--- INSTRUCTIONS TO FOLLOW ---
In the listing below, a line holding "Find the black chair" and a line holding "Find the potted" mark the range. Retype both exactly, with all lines between them.

--- RECORDS SUPPLIED ---
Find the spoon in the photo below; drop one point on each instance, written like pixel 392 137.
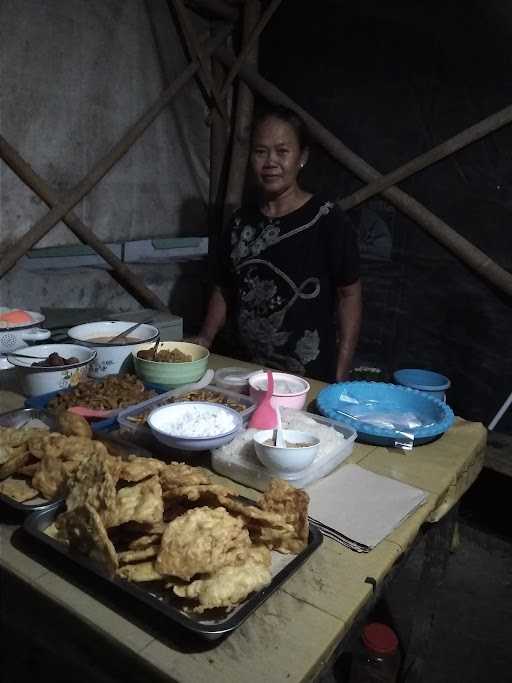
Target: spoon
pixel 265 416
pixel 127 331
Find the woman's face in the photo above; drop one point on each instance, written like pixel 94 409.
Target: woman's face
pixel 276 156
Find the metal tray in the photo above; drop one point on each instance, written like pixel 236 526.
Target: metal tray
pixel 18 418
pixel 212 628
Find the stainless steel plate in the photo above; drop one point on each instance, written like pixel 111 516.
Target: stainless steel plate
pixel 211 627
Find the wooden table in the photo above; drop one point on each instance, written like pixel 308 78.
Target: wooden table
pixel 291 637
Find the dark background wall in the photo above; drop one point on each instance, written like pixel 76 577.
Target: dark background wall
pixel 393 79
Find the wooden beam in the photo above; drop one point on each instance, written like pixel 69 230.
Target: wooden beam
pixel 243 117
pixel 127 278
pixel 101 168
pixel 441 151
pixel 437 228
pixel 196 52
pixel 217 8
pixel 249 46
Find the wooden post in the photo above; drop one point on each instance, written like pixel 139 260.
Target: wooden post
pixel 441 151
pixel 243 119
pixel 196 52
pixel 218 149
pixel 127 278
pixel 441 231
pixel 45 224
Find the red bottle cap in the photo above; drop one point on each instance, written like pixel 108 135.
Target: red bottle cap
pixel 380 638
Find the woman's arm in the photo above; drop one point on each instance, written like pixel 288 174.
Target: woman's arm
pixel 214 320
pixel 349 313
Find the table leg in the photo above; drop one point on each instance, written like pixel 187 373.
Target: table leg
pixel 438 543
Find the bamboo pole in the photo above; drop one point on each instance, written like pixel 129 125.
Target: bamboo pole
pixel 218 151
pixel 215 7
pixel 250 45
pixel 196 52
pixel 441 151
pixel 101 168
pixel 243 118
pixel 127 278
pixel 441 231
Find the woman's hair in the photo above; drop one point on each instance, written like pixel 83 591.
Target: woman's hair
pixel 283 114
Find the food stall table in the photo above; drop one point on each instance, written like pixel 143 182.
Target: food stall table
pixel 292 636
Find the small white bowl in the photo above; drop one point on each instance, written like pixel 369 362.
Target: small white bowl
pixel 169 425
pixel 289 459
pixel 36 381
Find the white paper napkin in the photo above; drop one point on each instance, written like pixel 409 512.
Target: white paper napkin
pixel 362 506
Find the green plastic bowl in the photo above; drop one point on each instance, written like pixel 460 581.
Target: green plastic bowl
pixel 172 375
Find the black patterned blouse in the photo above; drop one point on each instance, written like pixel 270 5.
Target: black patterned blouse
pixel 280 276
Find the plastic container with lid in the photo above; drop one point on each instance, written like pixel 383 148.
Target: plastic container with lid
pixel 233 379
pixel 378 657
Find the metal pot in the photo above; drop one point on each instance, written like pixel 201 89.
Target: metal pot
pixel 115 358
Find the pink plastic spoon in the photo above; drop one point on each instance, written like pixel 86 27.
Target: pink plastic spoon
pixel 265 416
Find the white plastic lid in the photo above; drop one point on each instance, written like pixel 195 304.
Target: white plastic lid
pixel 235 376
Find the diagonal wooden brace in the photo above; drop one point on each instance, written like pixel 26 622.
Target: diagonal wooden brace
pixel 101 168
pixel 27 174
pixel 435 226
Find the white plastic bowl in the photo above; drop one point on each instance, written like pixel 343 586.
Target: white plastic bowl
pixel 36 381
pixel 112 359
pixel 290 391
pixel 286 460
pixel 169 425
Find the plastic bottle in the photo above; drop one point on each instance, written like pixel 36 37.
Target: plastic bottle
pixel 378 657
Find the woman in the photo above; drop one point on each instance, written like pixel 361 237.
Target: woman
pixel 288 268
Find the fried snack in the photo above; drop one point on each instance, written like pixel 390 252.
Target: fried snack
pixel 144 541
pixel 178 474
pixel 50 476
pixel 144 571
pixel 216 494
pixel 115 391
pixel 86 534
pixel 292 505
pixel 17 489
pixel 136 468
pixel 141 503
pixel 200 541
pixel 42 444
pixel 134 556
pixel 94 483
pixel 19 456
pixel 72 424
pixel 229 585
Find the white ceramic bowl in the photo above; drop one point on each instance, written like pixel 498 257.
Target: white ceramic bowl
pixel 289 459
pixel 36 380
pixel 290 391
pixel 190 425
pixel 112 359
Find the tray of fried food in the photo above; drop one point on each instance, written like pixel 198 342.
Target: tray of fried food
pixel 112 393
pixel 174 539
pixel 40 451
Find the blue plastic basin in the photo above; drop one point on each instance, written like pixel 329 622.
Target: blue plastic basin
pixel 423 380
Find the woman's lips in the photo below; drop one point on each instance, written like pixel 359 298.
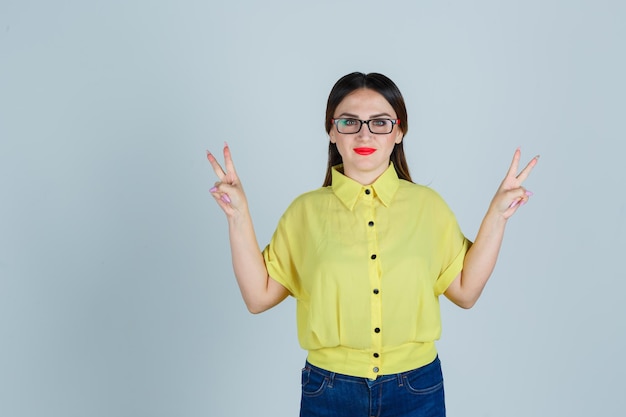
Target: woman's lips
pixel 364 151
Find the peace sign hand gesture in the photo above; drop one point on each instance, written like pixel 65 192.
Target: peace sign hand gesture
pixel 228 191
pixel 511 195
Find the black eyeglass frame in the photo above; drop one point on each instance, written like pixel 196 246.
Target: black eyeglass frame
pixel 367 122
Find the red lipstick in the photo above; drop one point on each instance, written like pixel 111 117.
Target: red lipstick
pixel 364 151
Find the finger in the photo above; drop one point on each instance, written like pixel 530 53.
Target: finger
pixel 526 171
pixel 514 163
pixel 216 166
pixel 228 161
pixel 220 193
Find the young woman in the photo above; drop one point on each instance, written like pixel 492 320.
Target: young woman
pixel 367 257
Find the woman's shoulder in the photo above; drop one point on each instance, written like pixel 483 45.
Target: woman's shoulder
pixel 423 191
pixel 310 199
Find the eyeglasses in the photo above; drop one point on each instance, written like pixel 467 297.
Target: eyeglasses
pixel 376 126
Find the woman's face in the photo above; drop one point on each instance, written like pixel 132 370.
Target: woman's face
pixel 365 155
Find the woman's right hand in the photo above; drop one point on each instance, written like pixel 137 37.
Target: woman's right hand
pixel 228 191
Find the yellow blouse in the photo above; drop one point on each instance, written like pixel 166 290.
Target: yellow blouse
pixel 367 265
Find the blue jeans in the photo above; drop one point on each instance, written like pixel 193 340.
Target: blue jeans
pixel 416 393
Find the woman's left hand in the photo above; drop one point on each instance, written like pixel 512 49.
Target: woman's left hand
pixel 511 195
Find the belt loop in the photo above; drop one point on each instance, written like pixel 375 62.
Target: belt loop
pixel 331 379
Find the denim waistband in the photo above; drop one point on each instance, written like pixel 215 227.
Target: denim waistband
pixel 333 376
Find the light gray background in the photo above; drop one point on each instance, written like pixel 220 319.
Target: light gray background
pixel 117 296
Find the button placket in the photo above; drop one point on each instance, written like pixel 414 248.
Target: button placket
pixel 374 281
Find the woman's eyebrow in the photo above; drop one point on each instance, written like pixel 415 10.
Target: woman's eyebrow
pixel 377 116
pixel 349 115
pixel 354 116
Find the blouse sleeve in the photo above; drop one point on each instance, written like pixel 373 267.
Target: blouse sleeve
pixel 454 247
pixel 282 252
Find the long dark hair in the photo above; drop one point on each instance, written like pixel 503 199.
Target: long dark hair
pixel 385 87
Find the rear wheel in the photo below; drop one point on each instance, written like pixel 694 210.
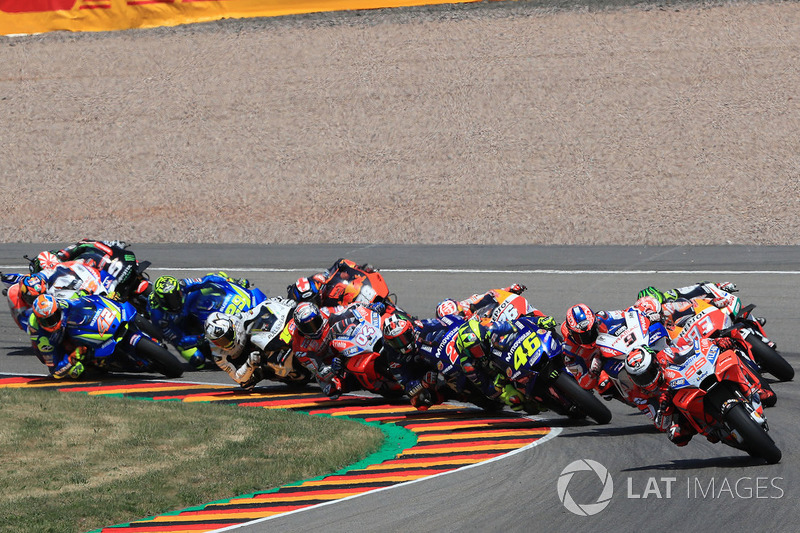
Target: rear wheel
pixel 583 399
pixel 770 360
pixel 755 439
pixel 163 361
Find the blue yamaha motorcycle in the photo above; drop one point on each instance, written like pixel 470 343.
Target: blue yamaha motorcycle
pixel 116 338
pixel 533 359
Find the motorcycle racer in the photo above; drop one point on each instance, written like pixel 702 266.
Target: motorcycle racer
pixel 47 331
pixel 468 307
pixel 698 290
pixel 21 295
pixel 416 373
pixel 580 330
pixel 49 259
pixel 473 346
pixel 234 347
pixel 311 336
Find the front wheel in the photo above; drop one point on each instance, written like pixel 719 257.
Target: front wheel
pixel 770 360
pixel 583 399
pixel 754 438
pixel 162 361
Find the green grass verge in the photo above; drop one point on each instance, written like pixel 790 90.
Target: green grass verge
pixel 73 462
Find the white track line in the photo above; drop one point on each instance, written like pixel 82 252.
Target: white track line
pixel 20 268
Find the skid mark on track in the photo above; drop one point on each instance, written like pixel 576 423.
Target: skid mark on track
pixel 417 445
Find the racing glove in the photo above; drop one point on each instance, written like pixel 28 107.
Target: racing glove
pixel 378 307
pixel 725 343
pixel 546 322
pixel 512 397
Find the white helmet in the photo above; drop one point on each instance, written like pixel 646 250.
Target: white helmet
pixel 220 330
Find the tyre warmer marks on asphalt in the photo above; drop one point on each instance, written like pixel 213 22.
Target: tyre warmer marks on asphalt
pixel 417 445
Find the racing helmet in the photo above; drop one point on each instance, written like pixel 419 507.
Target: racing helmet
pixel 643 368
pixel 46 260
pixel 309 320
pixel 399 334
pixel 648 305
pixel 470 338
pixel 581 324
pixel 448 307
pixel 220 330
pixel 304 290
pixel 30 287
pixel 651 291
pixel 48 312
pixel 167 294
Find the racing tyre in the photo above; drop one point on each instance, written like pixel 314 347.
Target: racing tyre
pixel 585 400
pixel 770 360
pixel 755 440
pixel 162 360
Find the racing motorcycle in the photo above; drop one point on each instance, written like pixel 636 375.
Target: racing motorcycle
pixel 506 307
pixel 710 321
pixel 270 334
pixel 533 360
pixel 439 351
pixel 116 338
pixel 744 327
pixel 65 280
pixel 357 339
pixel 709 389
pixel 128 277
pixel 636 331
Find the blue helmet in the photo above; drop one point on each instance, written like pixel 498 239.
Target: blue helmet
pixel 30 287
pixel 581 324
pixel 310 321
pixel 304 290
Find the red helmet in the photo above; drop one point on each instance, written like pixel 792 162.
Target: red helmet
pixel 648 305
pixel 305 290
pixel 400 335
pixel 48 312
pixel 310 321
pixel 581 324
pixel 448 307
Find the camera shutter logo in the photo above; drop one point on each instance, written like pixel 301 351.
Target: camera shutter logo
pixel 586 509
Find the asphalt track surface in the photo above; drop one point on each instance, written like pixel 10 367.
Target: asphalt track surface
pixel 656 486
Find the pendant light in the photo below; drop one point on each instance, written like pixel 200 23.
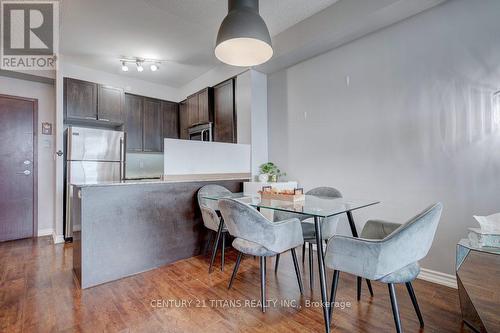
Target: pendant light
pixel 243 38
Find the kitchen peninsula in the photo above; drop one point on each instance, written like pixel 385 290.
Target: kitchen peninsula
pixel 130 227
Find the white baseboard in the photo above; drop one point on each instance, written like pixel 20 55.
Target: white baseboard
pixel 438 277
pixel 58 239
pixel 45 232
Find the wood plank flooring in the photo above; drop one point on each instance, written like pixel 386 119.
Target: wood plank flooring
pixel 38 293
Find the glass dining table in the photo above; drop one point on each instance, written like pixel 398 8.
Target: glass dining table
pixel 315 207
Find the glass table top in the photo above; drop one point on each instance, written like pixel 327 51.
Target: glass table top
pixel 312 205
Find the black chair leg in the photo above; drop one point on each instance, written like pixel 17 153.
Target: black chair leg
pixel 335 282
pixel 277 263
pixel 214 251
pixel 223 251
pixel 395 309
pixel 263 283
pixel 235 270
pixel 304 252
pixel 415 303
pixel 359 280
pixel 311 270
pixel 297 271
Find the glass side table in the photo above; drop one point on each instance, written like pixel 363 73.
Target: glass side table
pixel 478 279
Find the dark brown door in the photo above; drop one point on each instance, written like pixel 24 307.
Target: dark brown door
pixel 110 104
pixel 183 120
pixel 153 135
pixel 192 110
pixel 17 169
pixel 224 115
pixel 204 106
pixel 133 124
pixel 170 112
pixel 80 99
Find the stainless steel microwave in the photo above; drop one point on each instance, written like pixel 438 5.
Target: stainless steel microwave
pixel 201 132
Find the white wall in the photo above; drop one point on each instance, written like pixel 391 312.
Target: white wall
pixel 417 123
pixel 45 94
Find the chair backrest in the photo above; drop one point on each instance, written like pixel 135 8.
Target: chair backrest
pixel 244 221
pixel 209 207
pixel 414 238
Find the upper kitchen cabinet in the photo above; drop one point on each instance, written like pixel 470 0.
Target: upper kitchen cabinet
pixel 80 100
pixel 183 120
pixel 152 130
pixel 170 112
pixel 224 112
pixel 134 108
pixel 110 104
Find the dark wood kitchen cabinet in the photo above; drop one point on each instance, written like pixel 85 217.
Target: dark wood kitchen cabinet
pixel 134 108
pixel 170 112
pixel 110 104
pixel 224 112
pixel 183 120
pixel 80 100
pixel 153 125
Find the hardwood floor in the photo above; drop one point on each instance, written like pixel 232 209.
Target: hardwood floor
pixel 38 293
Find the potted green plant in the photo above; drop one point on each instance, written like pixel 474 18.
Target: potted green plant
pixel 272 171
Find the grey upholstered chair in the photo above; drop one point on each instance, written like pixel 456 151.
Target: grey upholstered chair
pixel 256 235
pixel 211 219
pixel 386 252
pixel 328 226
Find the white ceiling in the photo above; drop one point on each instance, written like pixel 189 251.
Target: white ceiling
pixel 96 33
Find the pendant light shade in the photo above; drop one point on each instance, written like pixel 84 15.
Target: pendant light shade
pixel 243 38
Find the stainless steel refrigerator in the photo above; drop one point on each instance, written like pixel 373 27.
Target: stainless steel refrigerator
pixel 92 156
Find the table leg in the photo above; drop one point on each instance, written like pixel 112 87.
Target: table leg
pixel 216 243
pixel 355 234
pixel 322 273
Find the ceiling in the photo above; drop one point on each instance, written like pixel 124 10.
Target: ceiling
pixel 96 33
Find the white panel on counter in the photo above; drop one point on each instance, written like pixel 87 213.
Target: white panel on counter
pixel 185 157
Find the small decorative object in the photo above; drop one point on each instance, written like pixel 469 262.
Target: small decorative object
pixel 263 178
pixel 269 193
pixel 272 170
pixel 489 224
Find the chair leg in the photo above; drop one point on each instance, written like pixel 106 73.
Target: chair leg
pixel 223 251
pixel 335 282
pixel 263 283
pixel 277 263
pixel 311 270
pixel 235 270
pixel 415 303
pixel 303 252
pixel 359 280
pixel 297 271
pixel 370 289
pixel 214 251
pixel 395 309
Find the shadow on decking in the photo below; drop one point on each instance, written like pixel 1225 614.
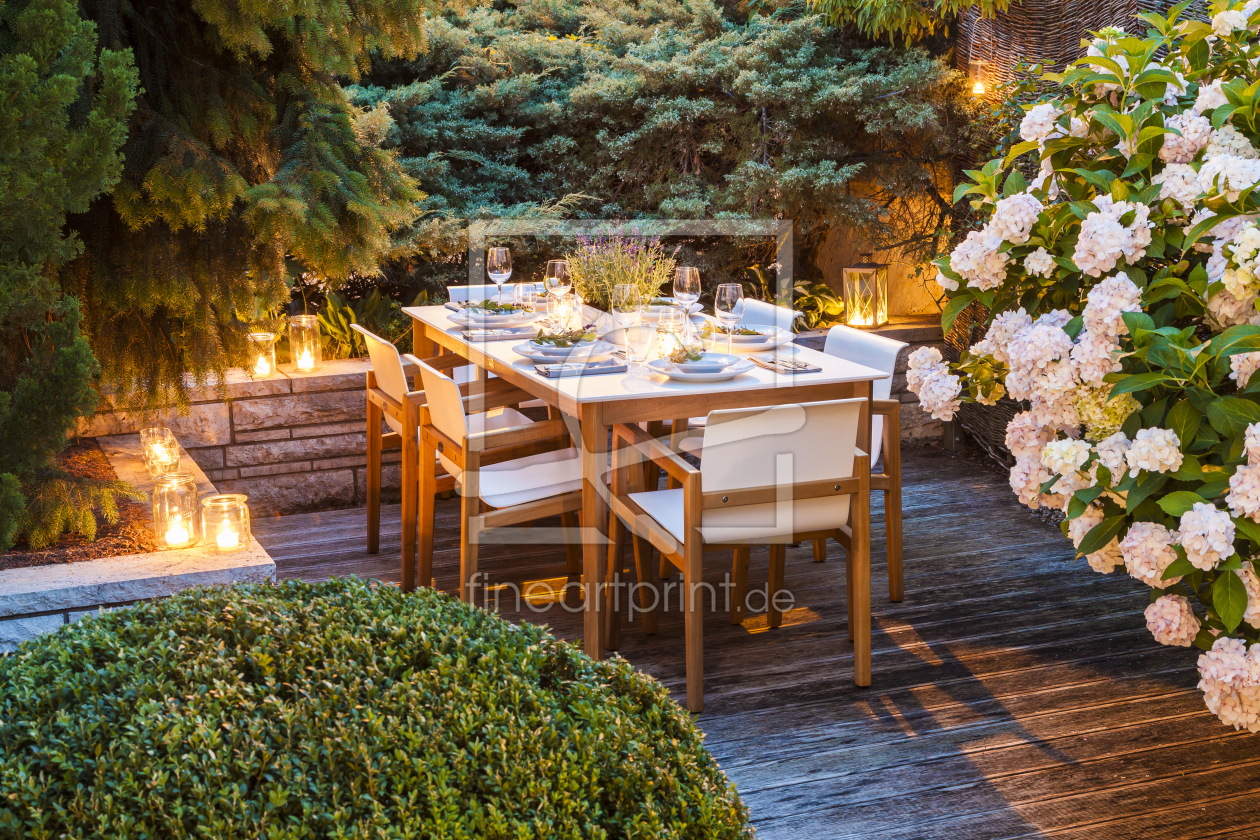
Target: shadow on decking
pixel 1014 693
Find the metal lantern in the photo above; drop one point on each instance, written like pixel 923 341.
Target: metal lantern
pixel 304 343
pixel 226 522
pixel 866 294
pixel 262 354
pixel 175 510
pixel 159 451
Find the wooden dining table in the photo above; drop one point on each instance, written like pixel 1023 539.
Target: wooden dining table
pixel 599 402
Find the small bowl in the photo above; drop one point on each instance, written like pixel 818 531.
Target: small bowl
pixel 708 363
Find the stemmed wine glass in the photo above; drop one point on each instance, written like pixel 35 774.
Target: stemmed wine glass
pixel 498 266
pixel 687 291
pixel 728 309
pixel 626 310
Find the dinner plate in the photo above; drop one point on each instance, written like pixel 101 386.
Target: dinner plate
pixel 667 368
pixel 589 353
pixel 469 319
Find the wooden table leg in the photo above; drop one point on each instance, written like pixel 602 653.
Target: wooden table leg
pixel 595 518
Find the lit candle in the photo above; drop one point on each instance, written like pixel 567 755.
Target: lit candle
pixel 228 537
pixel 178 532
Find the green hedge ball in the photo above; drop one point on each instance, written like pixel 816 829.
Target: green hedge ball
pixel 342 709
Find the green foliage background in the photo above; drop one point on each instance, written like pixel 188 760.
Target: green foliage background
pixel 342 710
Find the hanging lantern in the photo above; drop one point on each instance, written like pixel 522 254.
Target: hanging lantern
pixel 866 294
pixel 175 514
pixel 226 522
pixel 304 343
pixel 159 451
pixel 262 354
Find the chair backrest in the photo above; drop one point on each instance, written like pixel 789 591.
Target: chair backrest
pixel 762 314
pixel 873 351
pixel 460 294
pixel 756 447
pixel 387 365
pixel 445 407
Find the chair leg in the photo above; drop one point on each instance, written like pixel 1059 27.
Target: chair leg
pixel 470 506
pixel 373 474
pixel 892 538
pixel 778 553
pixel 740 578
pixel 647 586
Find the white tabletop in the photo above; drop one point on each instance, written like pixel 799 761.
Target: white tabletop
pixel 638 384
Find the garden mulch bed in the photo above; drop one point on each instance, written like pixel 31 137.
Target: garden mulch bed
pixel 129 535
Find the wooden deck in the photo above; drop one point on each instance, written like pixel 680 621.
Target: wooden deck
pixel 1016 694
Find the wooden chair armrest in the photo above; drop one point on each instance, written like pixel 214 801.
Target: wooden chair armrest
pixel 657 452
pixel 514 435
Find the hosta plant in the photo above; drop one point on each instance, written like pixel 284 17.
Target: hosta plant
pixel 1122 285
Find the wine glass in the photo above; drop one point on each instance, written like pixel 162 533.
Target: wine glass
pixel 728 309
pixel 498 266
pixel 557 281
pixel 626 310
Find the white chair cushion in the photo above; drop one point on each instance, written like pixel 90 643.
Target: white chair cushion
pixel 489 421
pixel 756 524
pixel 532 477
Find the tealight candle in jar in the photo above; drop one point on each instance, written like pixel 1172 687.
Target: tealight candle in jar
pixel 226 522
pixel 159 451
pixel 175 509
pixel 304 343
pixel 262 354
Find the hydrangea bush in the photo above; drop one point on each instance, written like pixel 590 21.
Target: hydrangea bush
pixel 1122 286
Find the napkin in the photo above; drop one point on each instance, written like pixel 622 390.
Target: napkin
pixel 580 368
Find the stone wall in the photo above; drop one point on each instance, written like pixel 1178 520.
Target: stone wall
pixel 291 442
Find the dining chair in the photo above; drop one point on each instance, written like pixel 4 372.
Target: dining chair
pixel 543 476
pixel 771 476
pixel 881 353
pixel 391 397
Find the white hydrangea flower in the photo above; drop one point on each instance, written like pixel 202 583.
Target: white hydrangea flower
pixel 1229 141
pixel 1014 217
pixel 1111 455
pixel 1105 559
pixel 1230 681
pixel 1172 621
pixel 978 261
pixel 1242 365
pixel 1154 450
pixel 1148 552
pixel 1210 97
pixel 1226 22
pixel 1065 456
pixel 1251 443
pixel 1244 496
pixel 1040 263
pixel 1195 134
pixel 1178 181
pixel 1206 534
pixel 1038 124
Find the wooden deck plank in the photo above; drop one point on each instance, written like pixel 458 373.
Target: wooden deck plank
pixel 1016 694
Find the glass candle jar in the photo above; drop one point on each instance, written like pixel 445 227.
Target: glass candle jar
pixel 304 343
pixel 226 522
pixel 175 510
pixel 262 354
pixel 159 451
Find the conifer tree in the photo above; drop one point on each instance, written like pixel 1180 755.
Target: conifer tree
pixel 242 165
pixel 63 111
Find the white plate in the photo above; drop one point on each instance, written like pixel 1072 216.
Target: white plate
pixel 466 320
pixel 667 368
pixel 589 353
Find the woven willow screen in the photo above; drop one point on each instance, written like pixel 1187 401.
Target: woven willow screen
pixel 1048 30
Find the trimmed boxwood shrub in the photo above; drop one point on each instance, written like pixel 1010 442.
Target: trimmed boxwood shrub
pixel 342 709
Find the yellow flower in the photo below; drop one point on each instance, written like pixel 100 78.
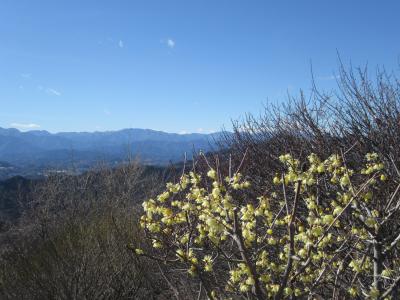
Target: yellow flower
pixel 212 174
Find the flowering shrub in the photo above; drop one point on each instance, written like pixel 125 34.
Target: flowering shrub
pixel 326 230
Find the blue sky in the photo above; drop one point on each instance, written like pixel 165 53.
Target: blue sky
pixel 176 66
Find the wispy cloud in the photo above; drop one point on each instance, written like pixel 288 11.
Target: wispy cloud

--- ANSWER SECTION ---
Find the black chair leg in the photo above; drop one point on each instance, written like pixel 17 153.
Target: black chair leg
pixel 335 282
pixel 277 263
pixel 214 251
pixel 223 251
pixel 395 309
pixel 263 283
pixel 235 270
pixel 304 252
pixel 415 303
pixel 359 280
pixel 311 270
pixel 297 271
Find the glass side table in the photo above; drop one point on each instance, written like pixel 363 73.
Target: glass side table
pixel 478 279
Find the dark brown door in the photo above; drop one point on each instance, written like pixel 24 307.
Target: dark brown door
pixel 110 104
pixel 183 120
pixel 153 135
pixel 192 110
pixel 17 169
pixel 224 115
pixel 204 106
pixel 133 124
pixel 170 112
pixel 80 99
Find the stainless steel microwave in the photo above; drop one point on each instance, written like pixel 438 5.
Target: stainless steel microwave
pixel 201 132
Find the white wall in the photo above; drop one point on each instance, written like pixel 391 312.
Target: white wall
pixel 417 123
pixel 45 94
Find the chair backrest in the photo above; drop one point on each instance, written like pixel 135 8.
Target: chair backrest
pixel 244 221
pixel 209 207
pixel 414 238
Find the upper kitchen cabinet in the photo above; drop one point on each instance, written like pixel 470 0.
Target: upper kitchen cabinet
pixel 80 100
pixel 183 120
pixel 152 130
pixel 170 112
pixel 224 112
pixel 134 108
pixel 110 104
Find the dark wood kitchen cabinet in the photo above; drop one point on each instance, written like pixel 85 217.
Target: dark wood kitchen cabinet
pixel 134 108
pixel 170 112
pixel 110 104
pixel 224 112
pixel 183 120
pixel 80 100
pixel 153 125
Find the hardwood floor in the photo above; drop one point on each instance, written like pixel 232 209.
Target: hardwood floor
pixel 38 293
Find the potted green plant in the photo above; drop one point on each instance, written like pixel 474 18.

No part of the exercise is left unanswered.